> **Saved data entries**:
****************************************

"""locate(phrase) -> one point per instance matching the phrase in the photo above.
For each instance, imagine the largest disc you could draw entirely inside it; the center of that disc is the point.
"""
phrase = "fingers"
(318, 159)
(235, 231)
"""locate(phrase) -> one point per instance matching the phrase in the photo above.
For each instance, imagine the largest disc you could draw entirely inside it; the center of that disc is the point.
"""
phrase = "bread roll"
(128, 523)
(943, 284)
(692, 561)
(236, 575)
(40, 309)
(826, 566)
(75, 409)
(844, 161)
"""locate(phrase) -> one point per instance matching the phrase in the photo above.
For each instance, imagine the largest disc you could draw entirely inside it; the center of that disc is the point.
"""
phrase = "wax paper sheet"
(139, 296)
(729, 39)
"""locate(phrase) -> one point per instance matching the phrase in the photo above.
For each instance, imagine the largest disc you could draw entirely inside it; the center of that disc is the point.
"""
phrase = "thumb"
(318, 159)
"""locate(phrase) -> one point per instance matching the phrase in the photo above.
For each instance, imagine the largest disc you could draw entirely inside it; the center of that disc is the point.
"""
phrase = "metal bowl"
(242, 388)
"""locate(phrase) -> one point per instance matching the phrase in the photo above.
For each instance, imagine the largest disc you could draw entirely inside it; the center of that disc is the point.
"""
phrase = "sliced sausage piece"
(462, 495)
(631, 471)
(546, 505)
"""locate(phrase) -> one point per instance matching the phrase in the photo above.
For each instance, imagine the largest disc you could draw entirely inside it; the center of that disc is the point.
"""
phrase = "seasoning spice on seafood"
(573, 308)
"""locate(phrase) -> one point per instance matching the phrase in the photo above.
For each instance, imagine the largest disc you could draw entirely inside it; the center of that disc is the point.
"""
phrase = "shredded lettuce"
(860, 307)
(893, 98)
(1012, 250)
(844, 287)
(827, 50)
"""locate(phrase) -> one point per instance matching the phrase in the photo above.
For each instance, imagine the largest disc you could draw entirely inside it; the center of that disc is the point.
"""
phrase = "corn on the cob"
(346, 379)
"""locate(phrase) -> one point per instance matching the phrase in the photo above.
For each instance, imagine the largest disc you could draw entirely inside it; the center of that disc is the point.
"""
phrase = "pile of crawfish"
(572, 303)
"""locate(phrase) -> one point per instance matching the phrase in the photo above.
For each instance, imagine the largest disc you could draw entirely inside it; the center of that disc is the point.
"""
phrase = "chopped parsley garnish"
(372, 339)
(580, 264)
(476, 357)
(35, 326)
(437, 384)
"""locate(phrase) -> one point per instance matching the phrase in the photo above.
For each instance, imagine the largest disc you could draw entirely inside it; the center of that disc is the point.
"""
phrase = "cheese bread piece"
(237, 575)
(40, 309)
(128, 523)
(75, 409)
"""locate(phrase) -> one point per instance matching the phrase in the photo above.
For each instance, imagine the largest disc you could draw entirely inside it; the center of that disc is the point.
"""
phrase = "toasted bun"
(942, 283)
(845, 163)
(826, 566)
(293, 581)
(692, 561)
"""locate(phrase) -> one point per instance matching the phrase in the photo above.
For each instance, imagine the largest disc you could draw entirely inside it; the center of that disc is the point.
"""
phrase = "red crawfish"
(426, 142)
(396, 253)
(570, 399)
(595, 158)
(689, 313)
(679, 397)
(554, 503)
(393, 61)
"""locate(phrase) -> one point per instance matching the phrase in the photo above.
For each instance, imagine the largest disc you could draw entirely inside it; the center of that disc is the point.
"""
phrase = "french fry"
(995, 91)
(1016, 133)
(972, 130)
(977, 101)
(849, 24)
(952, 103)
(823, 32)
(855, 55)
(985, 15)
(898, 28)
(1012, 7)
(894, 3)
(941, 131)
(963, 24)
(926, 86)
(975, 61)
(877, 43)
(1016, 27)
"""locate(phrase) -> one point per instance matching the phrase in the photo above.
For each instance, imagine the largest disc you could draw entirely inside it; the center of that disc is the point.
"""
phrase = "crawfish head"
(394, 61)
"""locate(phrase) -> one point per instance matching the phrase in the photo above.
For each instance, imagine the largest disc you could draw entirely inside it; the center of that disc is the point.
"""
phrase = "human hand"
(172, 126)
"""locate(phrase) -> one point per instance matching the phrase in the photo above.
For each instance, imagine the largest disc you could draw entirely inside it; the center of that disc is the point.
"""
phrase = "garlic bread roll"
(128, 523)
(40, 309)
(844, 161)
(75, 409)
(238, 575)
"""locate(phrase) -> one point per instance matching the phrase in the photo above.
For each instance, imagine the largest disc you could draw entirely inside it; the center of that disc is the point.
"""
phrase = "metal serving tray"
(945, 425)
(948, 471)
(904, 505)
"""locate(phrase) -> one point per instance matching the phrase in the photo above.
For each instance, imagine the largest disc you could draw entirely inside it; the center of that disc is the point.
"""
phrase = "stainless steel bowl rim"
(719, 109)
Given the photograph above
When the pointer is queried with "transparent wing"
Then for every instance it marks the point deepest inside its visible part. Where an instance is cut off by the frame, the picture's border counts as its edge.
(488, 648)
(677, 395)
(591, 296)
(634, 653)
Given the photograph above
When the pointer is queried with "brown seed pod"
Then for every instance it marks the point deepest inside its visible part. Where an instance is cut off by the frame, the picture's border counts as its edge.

****************************************

> **Task description**: Repeat the records above exactly, leaving none out.

> **Correct response**:
"""locate(phrase) -> one point per instance matching the phrase in the photo above.
For each instance, imagine the largest disc you could draw entirely inside it; the center of that disc is the point.
"""
phrase = "fingers"
(318, 159)
(235, 231)
"""locate(phrase) -> one point per instance matching the phrase in the photo above.
For each instance, imagine the largest disc you could draw entirely inside it; the center of that disc is the point.
"""
phrase = "bread roll"
(128, 523)
(943, 284)
(692, 561)
(236, 575)
(40, 309)
(826, 566)
(75, 409)
(844, 161)
"""locate(phrase) -> one point per instance matching the phrase in the photo above.
For each instance, imagine the largest disc you could draw entirely inside it; the center of that disc is the point.
"""
phrase = "wax paper sheet"
(139, 296)
(729, 39)
"""locate(phrase) -> one point per instance matching the phrase in the photo above.
For each instance, imagine the largest disc you could draw entirely inside it; the center of that disc is the point.
"""
phrase = "thumb"
(318, 159)
"""locate(phrase) -> one point per instance matching the phrase in the photo above.
For each instance, imagine the largest disc you could draw entirely inside it; the center of that disc is the point.
"""
phrase = "metal bowl"
(242, 388)
"""locate(phrase) -> one point per instance matching the phrase in the photo above.
For each instance, imagine the largest disc you could draw entirely inside it; the center of that disc is the point.
"""
phrase = "sliced sausage piece"
(462, 495)
(631, 471)
(546, 505)
"""locate(phrase) -> one point per instance matching the phrase in the photo above.
For each instance, imagine the largest disc you could draw entirely inside it; the center of that disc is the point.
"""
phrase = "seasoning spice on seafood"
(573, 308)
"""locate(phrase) -> one point per instance matching the phrase in the photo above.
For each instance, imagine the largest disc you could draw entirely inside it; the center of that disc is the point.
"""
phrase = "shredded lettuce"
(860, 307)
(893, 98)
(1012, 250)
(844, 287)
(827, 50)
"""locate(phrase) -> one point per instance matching the phrase in the photo above.
For each instance, imagine the largest disc you could draw entirely inside it; the center of that disc is the point.
"""
phrase = "corn on the cob"
(346, 379)
"""locate(phrase) -> one point per instance matching the phrase in the photo above.
For each instance, imagine the largest disc you could draw entirely inside it; the center of that disc is the point.
"""
phrase = "pile of crawfish"
(572, 303)
"""locate(phrase) -> one point per instance matching the phrase in the photo above.
For each instance, imagine the largest disc you could draw entirely inside it; the center of that disc is the point.
"""
phrase = "chopped parsley garnish"
(372, 339)
(580, 264)
(476, 357)
(35, 326)
(437, 384)
"""locate(phrase) -> one point per instance matching the phrase in the photo above.
For each instance, imagine the largest disc you could draw entirely inside it; the center of that disc is the point.
"""
phrase = "cheese bread piece"
(237, 575)
(40, 309)
(128, 523)
(75, 409)
"""locate(phrase) -> one point per instance matching the phrase in the photo above.
For each instance, imagine the largest disc you could draw entirely inside it; the center of that disc is the point.
"""
phrase = "toasted bun"
(942, 283)
(845, 163)
(826, 566)
(293, 581)
(692, 561)
"""locate(phrase) -> one point per instance matching the phrase in the photo above.
For each instance, imagine the largest disc you could draw entirely inside it; the center of that disc is the point.
"""
phrase = "red crawfish"
(426, 142)
(396, 253)
(570, 399)
(595, 158)
(689, 313)
(679, 397)
(554, 503)
(393, 61)
"""locate(phrase) -> one point per instance matching the phrase in the photo above.
For each instance, imagine the largest disc you could draw entirely inside it; the center of that disc is the point.
"""
phrase = "french fry"
(995, 91)
(1016, 133)
(972, 130)
(977, 101)
(849, 24)
(952, 103)
(823, 32)
(855, 55)
(985, 15)
(898, 28)
(1012, 7)
(894, 3)
(941, 131)
(963, 24)
(926, 86)
(975, 61)
(877, 43)
(1016, 27)
"""locate(phrase) -> one point per instance matching the phrase in the photo above.
For each instance, imagine the largest disc you could draw entirely inside it; the center of that disc is the point.
"""
phrase = "crawfish head"
(394, 61)
"""locate(phrase) -> one point per instance matching the phrase in the photo above.
For each instance, imagine the largest disc you could draw entirely inside it; the center of that disc is the point.
"""
phrase = "human hand"
(172, 126)
"""locate(phrase) -> one point per instance matching the phrase in the photo above.
For each instance, imagine the largest disc you could draw entirely inside it; the center of that disc is the point.
"""
phrase = "garlic bread roll"
(128, 523)
(40, 309)
(844, 161)
(75, 409)
(238, 575)
"""locate(phrase) -> one point per instance matching the phrase in the photo above.
For each instance, imagine the largest disc you could draw entirely inside it; the center of that disc is the point.
"""
phrase = "metal serving tray"
(945, 425)
(948, 471)
(904, 505)
"""locate(phrase) -> one point per instance matching the phrase in the photo above.
For each instance, imagine the largest disc you could draw entirely inside it; the center of that disc is the point.
"""
phrase = "stainless steel bowl rim"
(719, 109)
Given the photograph above
When the pointer is queried with "transparent wing"
Then for every instance it marks the point deepest inside its visible part. Where an instance is cut off by the frame, the picture's border counts as its edge.
(488, 648)
(677, 395)
(591, 296)
(634, 653)
Given the photograph above
When the pointer is queried with "brown seed pod"
Then for every instance it marks the point deepest inside its visible part. Where an instance is cut off by the frame, the picture's border counts as its edge.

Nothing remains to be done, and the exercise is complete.